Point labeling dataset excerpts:

## START

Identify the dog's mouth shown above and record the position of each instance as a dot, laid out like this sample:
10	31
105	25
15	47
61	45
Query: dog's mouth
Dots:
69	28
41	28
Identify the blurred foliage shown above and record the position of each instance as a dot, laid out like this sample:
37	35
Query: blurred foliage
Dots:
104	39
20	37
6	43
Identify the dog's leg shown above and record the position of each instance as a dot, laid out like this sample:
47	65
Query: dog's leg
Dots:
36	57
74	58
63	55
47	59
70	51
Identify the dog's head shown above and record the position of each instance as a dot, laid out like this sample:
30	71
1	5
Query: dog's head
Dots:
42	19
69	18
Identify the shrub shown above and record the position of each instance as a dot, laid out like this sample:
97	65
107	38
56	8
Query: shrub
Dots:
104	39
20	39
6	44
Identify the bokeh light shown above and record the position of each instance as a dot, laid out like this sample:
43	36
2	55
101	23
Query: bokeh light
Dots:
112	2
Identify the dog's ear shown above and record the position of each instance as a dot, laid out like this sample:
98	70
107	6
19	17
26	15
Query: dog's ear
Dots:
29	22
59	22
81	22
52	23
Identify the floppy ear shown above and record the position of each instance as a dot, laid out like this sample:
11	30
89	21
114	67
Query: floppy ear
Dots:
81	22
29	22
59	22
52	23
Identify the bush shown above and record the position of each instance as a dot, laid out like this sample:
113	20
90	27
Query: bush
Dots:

## END

Problem:
Edit every entry above by changing each "Query" to "Target". Leave all other text as it is.

Response for this exercise:
Identify the dog's mouth shown above and record the position of each instance as a dot, laid out like this sample:
10	31
105	25
15	47
61	45
Target: dog's mouth
Dots:
69	28
41	28
Identify the blurred foliage shown above and record the position of each instance as a dot, laid out like this sample:
37	35
Target: blurred foliage
Dots:
104	39
20	37
6	43
Identify the dog's leg shown above and record the position of each instance as a dot, laid out like this sample:
47	65
Target: dog's leg
Dots:
36	57
74	58
63	55
47	59
70	51
Identify the dog's head shown above and record the position of each instance as a dot, laid out like this sample:
30	71
1	5
Target: dog's head
Dots:
42	19
69	18
Identify the shrub shown above and record the position of each instance as a dot, laid out like this sample:
97	65
107	38
56	8
Target: shrub
Dots:
104	39
20	39
6	44
Identify the bokeh light shown above and record the position of each instance as a dot, laid out like this sample:
43	36
2	55
101	23
Target: bokeh light
Dots:
112	2
Identify the dog's ear shown above and record the position of each instance as a dot, laid out like this sample:
98	70
107	6
19	17
26	15
Target: dog's ear
Dots:
29	22
59	22
81	22
52	23
Identify the floppy ear shown above and record the position of each instance as a dot, laid out like this sample:
11	30
89	21
114	67
Target: floppy ear
Dots:
81	22
29	22
59	22
52	23
Identify the bush shown above and record the position of each instance as a dot, laid out like this sample:
113	20
90	27
Target: bush
Dots:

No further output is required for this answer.